= Text shown =

While there is wide agreement on these four pillars, there is still disagreement as to the means of implementing corporate governance through internal and external forces. This submission adopts a more inclusive approach as opposed to the traditional focus on primary stakeholders. Moreover, we suggest that the way forward is to broaden the concept of corporate governance to achieve corporate social responsibility and ethical governance through corporate governance.
The importance of corporate governance to different stakeholders
The inclusive stakeholder model we propose only makes sense if sound corporate governance brings value to all stakeholders or, alternatively, feasible incentives can be created. In this section we evaluate the value of corporate governance to internal stakeholders, shareholders, non-shareholding external stakeholders, and the community at large.
Internal stakeholders, including directors, managers, company secretaries and employees, benefit from the improved business reputation and firm performance that results from good corporate governance. Most studies suggest a positive correlation between stock returns and the state of corporate governance in a company. Moreover, good governance provides a company with access to lower capital costs.
For non-shareholding stakeholders such as creditors and suppliers, the compliance with good corporate governance practices gives a reliable indicator of the risk of default. As a result, these stakeholders value sound governance as they know that this helps to reduce due diligence costs and builds up business confidence.
Good corporate governance also appeals to institutional investors. They place strong emphasis on governance indicators and companies with better governance standards often have a higher proportion of foreign ownership. This in turn relates to the value of corporate governance to Hong Kong as an international financial centre. To maintain Hong Kong’s status as an IPO centre, the government should focus on the quality and not the quantity of listings. The policy direction should concentrate on attracting high-quality investors by elevating the benchmarks of corporate governance rather than watering down compliance standards to expand the market.

= Task 1 =
According to the corporate governance text, what should the government focus on to maintain Hong Kong's status as an IPO hub?
The text and the entries were taken from separate sources.

= Location annotation dataset excerpts =
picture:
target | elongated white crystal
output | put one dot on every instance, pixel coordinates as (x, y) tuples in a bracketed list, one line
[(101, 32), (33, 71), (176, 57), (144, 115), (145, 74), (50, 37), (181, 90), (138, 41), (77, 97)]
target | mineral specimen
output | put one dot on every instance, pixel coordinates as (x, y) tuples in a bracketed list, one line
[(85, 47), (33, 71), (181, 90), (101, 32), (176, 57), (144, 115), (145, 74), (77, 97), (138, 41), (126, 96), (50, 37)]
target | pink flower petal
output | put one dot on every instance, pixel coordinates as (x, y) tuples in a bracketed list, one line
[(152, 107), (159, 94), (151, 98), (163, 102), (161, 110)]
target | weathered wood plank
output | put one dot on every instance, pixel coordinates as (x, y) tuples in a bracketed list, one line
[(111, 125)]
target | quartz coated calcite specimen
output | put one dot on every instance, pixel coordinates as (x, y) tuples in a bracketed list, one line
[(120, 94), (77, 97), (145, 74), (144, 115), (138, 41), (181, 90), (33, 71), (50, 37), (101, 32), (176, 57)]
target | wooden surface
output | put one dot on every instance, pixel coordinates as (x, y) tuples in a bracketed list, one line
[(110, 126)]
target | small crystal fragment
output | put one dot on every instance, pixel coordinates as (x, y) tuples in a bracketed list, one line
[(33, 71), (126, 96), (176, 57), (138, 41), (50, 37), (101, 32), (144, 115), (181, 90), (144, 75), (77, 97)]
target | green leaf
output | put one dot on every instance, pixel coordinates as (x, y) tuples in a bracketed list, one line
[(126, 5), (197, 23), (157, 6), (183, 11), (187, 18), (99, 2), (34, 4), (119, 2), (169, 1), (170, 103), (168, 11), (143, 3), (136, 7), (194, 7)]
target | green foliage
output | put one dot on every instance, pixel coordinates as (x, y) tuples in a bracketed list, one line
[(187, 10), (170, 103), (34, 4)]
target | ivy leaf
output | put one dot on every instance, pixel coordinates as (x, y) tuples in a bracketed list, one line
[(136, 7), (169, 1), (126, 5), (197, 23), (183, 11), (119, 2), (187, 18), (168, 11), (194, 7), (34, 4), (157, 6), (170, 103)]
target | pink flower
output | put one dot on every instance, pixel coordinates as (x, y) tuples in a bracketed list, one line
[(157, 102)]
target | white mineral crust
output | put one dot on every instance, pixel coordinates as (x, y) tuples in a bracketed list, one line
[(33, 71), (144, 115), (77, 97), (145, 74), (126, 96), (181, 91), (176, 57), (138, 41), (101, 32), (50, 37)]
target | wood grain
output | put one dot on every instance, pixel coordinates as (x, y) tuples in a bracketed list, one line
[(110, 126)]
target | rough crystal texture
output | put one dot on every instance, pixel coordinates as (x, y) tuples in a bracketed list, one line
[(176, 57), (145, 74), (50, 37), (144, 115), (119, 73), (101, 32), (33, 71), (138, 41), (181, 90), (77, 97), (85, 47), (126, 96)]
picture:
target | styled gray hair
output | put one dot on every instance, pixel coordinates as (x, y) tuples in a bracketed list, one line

...

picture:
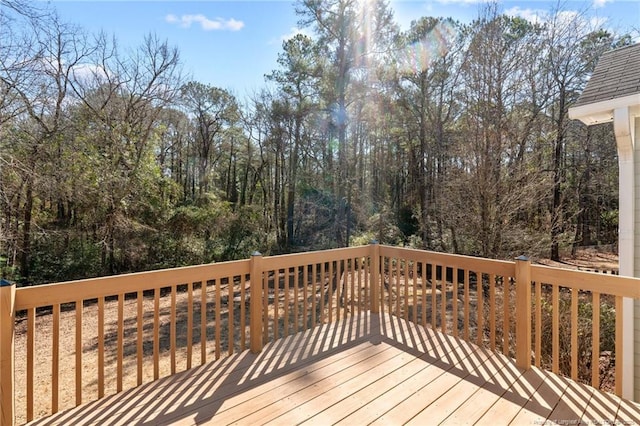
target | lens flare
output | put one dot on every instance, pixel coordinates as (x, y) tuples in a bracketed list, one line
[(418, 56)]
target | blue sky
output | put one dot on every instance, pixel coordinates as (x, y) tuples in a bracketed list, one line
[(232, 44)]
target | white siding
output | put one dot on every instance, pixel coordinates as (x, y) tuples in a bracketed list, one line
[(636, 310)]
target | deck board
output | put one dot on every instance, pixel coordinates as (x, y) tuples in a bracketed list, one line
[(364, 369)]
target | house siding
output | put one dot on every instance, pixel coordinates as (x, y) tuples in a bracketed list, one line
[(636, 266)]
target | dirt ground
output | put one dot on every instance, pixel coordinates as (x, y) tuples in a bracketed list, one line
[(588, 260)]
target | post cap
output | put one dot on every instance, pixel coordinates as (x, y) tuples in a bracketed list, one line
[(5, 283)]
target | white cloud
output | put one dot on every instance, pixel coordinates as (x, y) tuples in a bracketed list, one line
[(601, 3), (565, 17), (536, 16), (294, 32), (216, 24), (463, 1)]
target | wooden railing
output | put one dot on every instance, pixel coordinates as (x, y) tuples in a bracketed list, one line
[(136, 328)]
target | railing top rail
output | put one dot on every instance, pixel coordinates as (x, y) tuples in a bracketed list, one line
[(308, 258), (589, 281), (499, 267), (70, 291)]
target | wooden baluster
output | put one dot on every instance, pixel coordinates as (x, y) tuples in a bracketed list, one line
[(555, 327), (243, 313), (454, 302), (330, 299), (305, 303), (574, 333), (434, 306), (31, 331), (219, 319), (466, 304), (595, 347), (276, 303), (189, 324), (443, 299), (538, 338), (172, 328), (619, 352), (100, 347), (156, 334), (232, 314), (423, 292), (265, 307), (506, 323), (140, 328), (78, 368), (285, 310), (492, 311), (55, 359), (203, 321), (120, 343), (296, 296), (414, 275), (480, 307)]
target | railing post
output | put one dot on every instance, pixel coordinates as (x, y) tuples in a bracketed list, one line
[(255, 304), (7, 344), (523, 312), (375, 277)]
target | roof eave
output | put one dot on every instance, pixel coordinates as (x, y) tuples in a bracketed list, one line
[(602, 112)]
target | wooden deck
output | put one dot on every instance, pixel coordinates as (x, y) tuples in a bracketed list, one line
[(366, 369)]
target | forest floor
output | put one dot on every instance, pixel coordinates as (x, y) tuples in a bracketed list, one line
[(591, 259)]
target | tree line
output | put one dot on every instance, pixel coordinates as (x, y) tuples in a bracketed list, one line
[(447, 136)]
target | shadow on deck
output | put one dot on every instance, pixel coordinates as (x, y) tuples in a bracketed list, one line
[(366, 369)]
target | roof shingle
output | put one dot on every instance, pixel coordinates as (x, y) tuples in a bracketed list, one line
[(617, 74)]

= Task 2 =
Reproduce word for word the part of the entries that opens with the line containing "target | small crystal fragment" and closes with the line containing "[(187, 10), (170, 103), (34, 4)]", including both of those lines.

= Right answer 1 =
The quality and not the quantity of listings.

= Right answer 2 =
target | small crystal fragment
output | put one dot on every instance, pixel coordinates as (x, y) tuples in a bracketed list, one line
[(33, 71), (126, 96), (176, 57), (138, 41), (50, 37), (101, 32), (144, 115), (181, 90), (144, 75), (77, 97)]
target | green leaf
output | put one dot on every instance, pixel coordinates as (x, y) tuples in a bracketed list, one line
[(126, 5), (197, 23), (157, 6), (183, 11), (187, 18), (99, 2), (34, 4), (119, 2), (169, 1), (170, 103), (168, 11), (143, 3), (136, 7), (194, 7)]
target | green foliage
output | put one dot on every instance, pixel coordinates as (x, y) tuples in a bracketed list, one line
[(187, 10), (170, 103), (34, 4)]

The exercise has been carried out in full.